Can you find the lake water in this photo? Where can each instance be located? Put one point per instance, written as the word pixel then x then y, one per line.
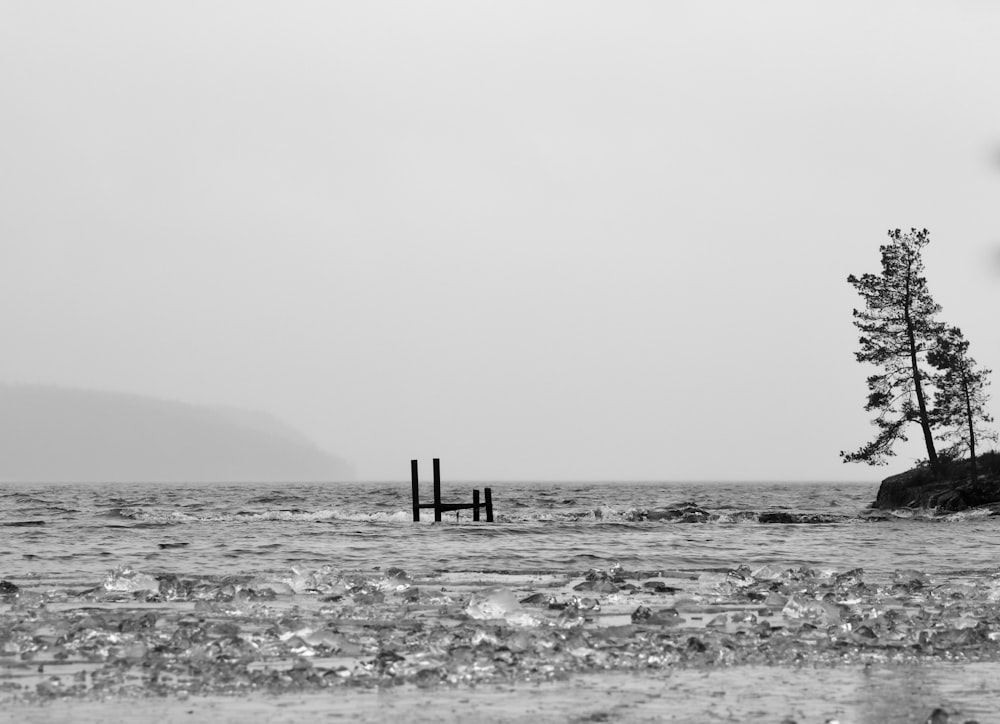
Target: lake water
pixel 73 534
pixel 617 601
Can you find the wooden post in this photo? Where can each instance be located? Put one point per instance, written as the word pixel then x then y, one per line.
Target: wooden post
pixel 416 491
pixel 437 490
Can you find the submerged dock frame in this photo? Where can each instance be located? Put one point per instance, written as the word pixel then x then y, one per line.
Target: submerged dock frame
pixel 440 507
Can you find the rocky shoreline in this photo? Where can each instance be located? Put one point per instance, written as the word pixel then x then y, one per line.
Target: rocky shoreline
pixel 138 636
pixel 950 491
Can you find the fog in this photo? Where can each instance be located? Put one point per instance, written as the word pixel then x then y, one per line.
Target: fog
pixel 558 240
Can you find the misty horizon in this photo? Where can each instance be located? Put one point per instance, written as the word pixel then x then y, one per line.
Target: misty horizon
pixel 559 241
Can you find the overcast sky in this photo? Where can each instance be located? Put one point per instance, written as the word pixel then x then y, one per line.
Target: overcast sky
pixel 539 240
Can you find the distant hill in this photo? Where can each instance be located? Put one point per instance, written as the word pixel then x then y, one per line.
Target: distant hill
pixel 57 434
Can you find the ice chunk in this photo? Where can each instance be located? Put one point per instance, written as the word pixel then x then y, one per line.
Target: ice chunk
pixel 498 602
pixel 127 580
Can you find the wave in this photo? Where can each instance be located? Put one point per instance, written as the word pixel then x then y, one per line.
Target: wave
pixel 686 513
pixel 173 517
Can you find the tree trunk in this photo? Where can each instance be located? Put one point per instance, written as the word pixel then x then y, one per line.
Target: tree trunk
pixel 925 424
pixel 972 427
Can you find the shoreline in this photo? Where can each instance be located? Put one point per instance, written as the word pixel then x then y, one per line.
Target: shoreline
pixel 368 642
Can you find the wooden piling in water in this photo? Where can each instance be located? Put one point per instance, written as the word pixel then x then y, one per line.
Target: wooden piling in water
pixel 437 490
pixel 441 508
pixel 416 491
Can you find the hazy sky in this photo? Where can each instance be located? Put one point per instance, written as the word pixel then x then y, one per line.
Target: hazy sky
pixel 569 240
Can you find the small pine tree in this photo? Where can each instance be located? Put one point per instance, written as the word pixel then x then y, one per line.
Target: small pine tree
pixel 898 327
pixel 960 398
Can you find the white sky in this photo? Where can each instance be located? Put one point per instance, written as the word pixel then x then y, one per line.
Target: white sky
pixel 539 240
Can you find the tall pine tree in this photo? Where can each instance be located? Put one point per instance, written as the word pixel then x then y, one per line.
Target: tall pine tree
pixel 960 398
pixel 898 328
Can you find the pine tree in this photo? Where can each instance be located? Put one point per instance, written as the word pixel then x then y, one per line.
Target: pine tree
pixel 960 398
pixel 898 328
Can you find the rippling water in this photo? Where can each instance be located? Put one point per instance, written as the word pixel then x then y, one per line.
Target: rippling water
pixel 72 535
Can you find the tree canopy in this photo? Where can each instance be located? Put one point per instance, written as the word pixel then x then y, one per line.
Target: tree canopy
pixel 898 327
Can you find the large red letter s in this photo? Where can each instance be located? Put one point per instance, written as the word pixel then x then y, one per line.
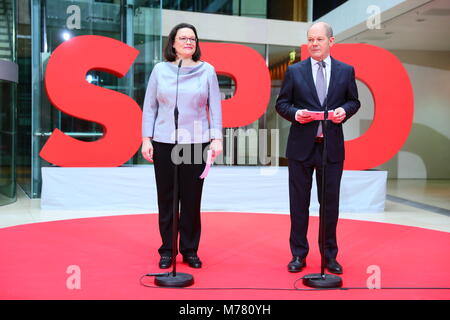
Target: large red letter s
pixel 68 91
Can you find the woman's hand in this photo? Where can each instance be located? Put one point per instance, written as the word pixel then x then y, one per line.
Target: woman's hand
pixel 147 149
pixel 216 148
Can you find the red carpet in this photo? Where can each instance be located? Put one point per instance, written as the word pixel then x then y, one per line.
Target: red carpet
pixel 239 250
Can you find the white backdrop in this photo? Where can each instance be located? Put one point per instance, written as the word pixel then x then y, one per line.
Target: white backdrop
pixel 240 189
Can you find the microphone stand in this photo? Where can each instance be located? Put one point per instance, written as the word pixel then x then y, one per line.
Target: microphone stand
pixel 323 280
pixel 174 279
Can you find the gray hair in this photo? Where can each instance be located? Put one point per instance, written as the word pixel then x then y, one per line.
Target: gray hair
pixel 328 29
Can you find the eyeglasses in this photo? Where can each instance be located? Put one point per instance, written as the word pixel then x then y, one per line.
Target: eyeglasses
pixel 186 39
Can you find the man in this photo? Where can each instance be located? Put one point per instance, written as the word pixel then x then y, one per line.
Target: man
pixel 311 85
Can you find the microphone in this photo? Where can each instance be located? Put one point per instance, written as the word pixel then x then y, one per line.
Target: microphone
pixel 175 112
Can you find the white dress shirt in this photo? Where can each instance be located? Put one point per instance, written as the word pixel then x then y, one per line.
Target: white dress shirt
pixel 327 71
pixel 327 76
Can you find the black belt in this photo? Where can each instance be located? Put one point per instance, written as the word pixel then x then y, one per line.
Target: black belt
pixel 318 140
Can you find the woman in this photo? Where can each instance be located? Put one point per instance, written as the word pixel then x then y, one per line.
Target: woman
pixel 194 88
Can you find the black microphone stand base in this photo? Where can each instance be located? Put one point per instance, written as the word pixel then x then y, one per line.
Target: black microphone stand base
pixel 180 280
pixel 322 281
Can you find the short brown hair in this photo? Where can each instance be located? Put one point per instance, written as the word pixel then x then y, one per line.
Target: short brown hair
pixel 169 51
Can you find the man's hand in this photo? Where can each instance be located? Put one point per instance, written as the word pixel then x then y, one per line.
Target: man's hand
pixel 147 149
pixel 216 148
pixel 301 117
pixel 339 115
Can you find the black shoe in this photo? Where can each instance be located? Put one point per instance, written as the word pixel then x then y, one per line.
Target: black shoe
pixel 296 264
pixel 334 267
pixel 165 262
pixel 193 261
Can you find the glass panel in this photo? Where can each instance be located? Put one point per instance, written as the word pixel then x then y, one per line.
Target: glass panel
pixel 24 89
pixel 7 30
pixel 137 23
pixel 247 8
pixel 8 113
pixel 7 142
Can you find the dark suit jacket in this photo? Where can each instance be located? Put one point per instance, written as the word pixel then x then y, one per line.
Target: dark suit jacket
pixel 299 92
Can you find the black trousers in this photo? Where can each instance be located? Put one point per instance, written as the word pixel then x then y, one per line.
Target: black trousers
pixel 300 183
pixel 190 188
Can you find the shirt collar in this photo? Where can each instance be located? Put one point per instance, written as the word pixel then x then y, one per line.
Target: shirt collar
pixel 327 61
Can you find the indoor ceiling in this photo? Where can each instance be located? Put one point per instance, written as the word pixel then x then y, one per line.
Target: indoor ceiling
pixel 424 28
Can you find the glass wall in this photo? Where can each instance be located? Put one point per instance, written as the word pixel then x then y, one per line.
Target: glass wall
pixel 8 87
pixel 291 10
pixel 44 25
pixel 247 8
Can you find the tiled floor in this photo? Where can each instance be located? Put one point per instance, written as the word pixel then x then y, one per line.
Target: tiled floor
pixel 419 203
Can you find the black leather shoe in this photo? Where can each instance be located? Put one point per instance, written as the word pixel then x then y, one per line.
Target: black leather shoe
pixel 165 262
pixel 334 267
pixel 193 261
pixel 296 264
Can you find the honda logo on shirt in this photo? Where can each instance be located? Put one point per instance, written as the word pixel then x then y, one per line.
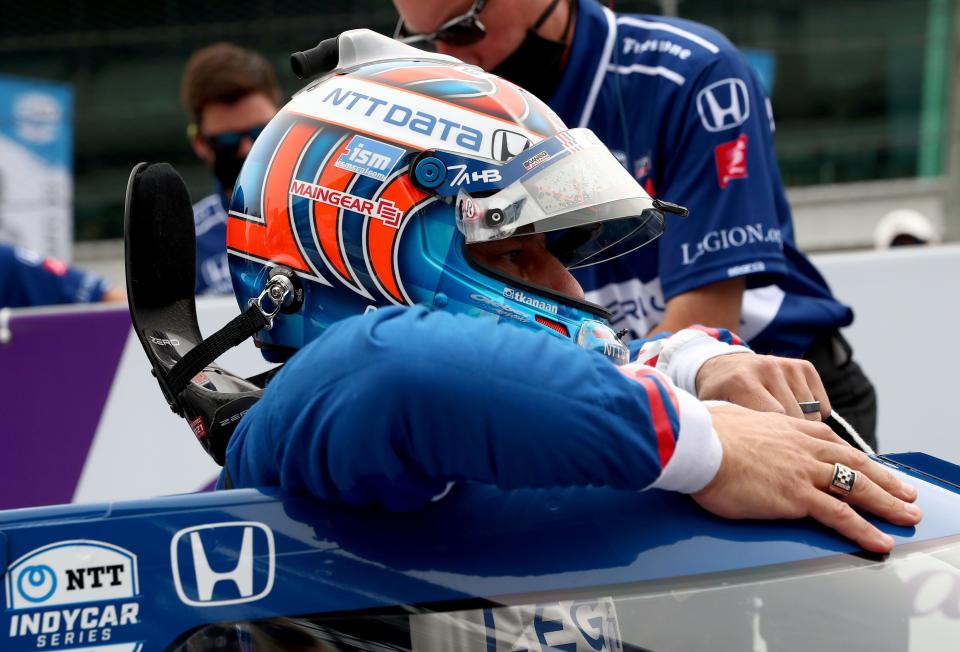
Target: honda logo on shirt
pixel 223 563
pixel 724 104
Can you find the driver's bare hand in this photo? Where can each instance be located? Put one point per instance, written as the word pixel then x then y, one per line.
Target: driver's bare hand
pixel 763 382
pixel 776 466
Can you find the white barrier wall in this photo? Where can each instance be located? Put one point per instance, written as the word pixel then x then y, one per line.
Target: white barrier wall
pixel 85 420
pixel 906 307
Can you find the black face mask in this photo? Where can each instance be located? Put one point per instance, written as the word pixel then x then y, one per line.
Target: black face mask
pixel 537 65
pixel 226 168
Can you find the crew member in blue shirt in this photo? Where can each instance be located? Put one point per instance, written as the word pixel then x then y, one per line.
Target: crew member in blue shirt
pixel 30 279
pixel 685 113
pixel 231 93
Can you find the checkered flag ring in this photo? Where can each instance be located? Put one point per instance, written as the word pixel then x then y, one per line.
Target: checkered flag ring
pixel 844 478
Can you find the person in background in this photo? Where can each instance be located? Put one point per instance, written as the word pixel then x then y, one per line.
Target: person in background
pixel 30 279
pixel 687 116
pixel 904 227
pixel 230 93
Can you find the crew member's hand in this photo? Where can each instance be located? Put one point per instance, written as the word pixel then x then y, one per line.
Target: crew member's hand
pixel 780 467
pixel 763 382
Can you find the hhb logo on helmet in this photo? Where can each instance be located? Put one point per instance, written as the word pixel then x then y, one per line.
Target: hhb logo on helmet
pixel 223 563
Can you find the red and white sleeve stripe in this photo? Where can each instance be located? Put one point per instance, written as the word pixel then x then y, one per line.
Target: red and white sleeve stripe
pixel 690 451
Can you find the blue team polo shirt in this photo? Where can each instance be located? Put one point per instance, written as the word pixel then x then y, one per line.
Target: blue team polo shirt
pixel 686 114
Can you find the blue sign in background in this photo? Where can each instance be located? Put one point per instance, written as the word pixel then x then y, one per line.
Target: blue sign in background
pixel 39 116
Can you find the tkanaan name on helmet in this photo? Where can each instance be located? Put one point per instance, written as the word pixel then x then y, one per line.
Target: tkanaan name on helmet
pixel 520 297
pixel 396 114
pixel 79 592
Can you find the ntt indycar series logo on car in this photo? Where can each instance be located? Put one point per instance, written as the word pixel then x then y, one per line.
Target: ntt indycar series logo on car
pixel 73 594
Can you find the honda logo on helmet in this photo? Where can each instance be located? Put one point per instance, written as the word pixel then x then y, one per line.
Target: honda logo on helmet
pixel 724 104
pixel 508 144
pixel 223 563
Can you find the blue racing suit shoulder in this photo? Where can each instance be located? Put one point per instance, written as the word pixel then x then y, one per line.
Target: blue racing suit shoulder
pixel 389 408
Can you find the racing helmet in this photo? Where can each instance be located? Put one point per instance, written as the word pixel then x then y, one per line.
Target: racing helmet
pixel 369 186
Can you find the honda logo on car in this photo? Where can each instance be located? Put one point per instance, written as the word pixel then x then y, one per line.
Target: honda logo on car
pixel 736 236
pixel 223 563
pixel 69 573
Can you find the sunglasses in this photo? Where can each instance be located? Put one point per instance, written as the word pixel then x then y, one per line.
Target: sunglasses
pixel 465 29
pixel 231 140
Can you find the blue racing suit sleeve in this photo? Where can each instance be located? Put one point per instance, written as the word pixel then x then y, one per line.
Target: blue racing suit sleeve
pixel 388 408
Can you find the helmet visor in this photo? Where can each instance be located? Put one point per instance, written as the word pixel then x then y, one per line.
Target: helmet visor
pixel 591 207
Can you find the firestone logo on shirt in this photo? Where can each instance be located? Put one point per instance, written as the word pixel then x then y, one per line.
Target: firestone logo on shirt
pixel 732 238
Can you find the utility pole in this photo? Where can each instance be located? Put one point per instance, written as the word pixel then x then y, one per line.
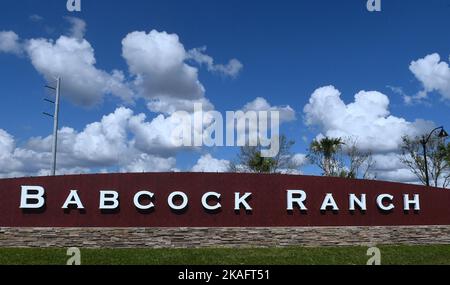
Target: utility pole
pixel 55 117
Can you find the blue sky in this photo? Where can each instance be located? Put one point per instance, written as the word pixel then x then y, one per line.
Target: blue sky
pixel 288 50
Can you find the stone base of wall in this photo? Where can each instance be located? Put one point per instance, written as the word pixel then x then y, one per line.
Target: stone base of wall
pixel 221 237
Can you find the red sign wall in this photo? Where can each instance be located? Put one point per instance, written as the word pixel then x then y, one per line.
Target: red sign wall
pixel 268 201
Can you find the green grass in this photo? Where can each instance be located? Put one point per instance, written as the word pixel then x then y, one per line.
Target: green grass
pixel 395 255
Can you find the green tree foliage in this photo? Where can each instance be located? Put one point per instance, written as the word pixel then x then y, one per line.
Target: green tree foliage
pixel 438 158
pixel 250 159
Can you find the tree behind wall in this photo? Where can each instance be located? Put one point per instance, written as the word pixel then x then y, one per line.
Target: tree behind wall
pixel 339 158
pixel 251 160
pixel 438 158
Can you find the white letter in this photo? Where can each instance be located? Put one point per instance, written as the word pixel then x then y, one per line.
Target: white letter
pixel 299 201
pixel 111 197
pixel 374 5
pixel 38 197
pixel 329 202
pixel 138 196
pixel 73 199
pixel 183 204
pixel 415 201
pixel 241 200
pixel 361 202
pixel 205 201
pixel 74 5
pixel 380 202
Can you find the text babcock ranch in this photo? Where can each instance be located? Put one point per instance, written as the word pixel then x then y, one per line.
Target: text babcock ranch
pixel 34 197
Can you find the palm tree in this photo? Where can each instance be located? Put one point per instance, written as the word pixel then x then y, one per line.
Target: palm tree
pixel 323 153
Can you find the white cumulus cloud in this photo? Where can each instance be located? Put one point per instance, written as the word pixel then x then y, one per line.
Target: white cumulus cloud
pixel 367 119
pixel 207 163
pixel 434 75
pixel 10 43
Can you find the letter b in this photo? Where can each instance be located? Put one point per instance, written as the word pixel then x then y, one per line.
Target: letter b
pixel 32 197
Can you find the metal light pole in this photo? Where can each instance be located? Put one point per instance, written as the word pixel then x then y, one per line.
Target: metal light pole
pixel 55 117
pixel 424 142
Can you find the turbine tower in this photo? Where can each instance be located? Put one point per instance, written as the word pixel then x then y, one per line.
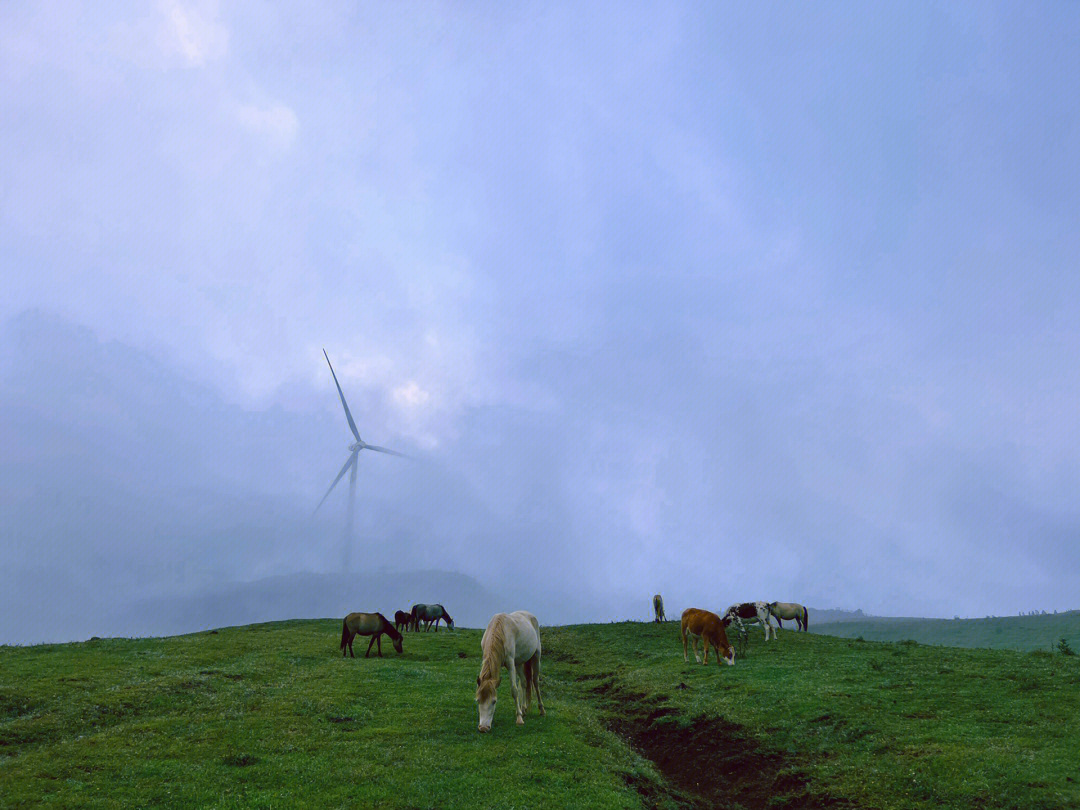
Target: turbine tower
pixel 350 464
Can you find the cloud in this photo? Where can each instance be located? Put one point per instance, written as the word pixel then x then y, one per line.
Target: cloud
pixel 277 123
pixel 192 31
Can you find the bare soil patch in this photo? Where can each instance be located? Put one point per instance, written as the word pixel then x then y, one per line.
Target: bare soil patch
pixel 710 761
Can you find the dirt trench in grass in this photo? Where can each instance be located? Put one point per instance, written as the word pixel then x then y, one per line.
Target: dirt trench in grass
pixel 711 763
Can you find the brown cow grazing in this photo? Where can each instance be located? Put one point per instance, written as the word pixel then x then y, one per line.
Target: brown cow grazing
pixel 710 629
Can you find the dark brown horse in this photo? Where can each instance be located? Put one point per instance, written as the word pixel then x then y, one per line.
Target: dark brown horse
pixel 429 615
pixel 368 624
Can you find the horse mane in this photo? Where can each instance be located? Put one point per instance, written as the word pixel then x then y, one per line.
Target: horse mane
pixel 389 628
pixel 495 647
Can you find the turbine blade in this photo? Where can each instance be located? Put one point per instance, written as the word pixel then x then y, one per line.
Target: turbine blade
pixel 352 424
pixel 350 461
pixel 383 449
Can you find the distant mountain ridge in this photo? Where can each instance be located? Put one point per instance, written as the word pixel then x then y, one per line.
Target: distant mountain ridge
pixel 306 595
pixel 1041 632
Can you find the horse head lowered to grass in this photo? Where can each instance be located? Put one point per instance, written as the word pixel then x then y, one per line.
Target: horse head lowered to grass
pixel 510 640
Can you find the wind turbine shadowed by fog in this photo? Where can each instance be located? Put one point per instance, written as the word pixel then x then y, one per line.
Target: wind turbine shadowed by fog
pixel 350 464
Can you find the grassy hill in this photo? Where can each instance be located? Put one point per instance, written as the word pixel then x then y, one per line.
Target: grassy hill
pixel 1006 633
pixel 270 715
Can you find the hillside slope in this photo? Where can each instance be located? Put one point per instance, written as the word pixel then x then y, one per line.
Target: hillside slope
pixel 270 714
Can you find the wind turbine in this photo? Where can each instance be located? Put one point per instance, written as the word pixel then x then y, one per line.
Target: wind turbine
pixel 350 463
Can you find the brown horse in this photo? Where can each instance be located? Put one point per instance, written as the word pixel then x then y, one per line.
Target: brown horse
pixel 710 629
pixel 368 624
pixel 658 609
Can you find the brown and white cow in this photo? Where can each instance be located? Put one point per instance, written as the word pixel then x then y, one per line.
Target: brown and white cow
pixel 710 629
pixel 750 612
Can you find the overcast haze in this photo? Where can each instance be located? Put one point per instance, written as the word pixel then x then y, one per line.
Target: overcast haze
pixel 726 301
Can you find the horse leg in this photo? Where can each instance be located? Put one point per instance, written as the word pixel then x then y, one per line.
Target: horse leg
pixel 536 683
pixel 515 688
pixel 524 682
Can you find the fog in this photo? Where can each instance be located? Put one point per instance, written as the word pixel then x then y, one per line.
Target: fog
pixel 724 304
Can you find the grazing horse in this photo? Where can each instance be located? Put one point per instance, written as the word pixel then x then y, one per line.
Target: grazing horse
pixel 510 640
pixel 368 624
pixel 790 610
pixel 709 628
pixel 429 613
pixel 750 612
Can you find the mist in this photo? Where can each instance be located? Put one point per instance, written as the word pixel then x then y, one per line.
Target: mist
pixel 783 306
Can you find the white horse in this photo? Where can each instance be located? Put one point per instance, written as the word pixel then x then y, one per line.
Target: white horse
pixel 751 612
pixel 782 610
pixel 510 640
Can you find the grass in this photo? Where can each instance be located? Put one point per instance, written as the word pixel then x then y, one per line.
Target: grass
pixel 1007 633
pixel 270 715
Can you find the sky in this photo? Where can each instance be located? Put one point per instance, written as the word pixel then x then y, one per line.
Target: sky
pixel 771 301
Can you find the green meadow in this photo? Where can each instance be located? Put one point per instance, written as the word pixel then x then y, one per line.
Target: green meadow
pixel 271 715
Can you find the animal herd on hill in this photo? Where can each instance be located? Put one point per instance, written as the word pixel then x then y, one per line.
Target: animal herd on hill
pixel 711 630
pixel 377 625
pixel 512 642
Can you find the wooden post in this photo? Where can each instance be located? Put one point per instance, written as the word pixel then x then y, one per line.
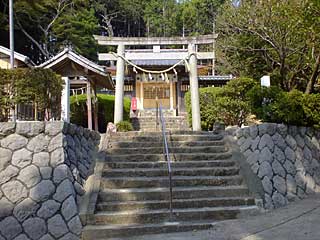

---+---

_What you should do:_ Please return exactly the lines above, from where the listing starts to the line holding "Can you find the submerged", inclusive, with the pictures omitted.

_Response:_
Can you find the lake water in this photo? Where can each instance be located? Put one point per instance, written as the word pixel then x then y, one per line.
Target: lake water
pixel 73 534
pixel 617 601
Can you find the wooden post in this photo? Where can each instance be located? Put one point per instance, written as the word pixel then x then y, one per line.
Target: wooden post
pixel 416 491
pixel 437 490
Can you find the submerged dock frame in this photo? Where can each instance be located? Put one point per instance, written as the word pixel then x then y, one per line.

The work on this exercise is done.